▼
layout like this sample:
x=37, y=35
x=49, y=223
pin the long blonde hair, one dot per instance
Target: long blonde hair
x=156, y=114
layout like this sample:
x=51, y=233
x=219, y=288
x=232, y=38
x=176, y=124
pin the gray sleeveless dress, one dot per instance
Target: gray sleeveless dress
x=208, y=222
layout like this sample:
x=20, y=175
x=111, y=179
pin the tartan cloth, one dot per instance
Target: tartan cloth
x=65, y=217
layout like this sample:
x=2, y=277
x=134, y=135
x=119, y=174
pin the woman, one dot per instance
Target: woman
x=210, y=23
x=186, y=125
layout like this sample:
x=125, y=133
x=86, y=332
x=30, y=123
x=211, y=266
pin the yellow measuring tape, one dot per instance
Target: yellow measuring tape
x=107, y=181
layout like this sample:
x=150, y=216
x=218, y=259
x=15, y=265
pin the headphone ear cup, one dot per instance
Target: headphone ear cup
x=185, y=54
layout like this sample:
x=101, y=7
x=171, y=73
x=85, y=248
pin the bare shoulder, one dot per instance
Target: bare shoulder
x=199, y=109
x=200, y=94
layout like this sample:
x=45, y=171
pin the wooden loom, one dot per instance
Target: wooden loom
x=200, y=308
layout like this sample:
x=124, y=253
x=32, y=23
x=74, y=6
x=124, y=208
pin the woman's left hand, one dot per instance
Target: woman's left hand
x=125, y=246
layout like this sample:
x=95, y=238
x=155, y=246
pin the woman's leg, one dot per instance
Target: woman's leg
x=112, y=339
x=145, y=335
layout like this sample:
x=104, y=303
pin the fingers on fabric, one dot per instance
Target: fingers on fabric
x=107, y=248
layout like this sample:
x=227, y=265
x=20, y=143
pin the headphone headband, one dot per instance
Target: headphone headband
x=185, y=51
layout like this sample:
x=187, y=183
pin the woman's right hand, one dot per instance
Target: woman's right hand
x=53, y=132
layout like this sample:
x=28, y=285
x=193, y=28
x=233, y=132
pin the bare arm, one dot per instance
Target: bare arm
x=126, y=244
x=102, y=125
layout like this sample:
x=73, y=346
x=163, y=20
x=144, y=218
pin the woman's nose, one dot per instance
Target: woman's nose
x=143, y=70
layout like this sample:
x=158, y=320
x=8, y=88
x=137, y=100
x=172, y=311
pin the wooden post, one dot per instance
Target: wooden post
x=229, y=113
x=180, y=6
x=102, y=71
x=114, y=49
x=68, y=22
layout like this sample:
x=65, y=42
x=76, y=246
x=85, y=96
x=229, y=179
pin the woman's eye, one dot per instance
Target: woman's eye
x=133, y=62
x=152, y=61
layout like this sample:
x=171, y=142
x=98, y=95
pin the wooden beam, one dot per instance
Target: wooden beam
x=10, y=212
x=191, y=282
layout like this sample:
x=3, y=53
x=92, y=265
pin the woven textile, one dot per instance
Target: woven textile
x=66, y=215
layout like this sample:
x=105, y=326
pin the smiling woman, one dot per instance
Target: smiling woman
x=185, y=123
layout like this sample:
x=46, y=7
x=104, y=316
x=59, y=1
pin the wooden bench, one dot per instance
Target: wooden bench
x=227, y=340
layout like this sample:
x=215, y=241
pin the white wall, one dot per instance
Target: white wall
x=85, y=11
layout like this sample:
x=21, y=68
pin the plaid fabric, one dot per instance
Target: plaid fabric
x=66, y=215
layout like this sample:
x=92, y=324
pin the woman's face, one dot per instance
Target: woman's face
▲
# [EXERCISE OBJECTIVE]
Rescale the stretch from the start of the records through the line containing "x=125, y=246" by writing each of those lines out again, requests included. Multiply every answer coordinate by 2.45 and round to a whole number, with halves going up, but leave the requests and their sample coordinates unchanged.

# [EXPECTED ANSWER]
layout like this sample:
x=37, y=35
x=49, y=223
pin the long blonde hair, one dot per instance
Target: long blonde hair
x=382, y=279
layout like this sample:
x=51, y=233
x=219, y=288
x=232, y=38
x=176, y=124
pin the gray sleeveless dress, one dot per instance
Target: gray sleeveless dress
x=510, y=544
layout like this sample:
x=20, y=175
x=111, y=179
pin the tartan cloth, one dot per instance
Target: tartan cloth
x=159, y=532
layout like this sample:
x=2, y=277
x=134, y=135
x=119, y=174
pin the woman, one dot per instance
Target: woman
x=515, y=56
x=456, y=306
layout like this sample:
x=125, y=133
x=86, y=332
x=30, y=123
x=211, y=266
pin the yellow measuring tape, one dot per instance
Target: yellow measuring tape
x=262, y=443
layout like this sample:
x=150, y=216
x=218, y=259
x=15, y=265
pin the headphone ear cup, one dot per instance
Target: headphone ear cup
x=453, y=132
layout like this sample:
x=101, y=7
x=171, y=73
x=85, y=248
pin the bare shoulder, one dot per instance
Target: bare shoulder
x=488, y=267
x=490, y=230
layout like this sample:
x=45, y=171
pin the wooden loom, one dot per instance
Target: wooden loom
x=490, y=755
layout like this sample:
x=124, y=253
x=32, y=23
x=74, y=6
x=124, y=208
pin the woman's left hand, one dot per instance
Target: woman's left hand
x=306, y=603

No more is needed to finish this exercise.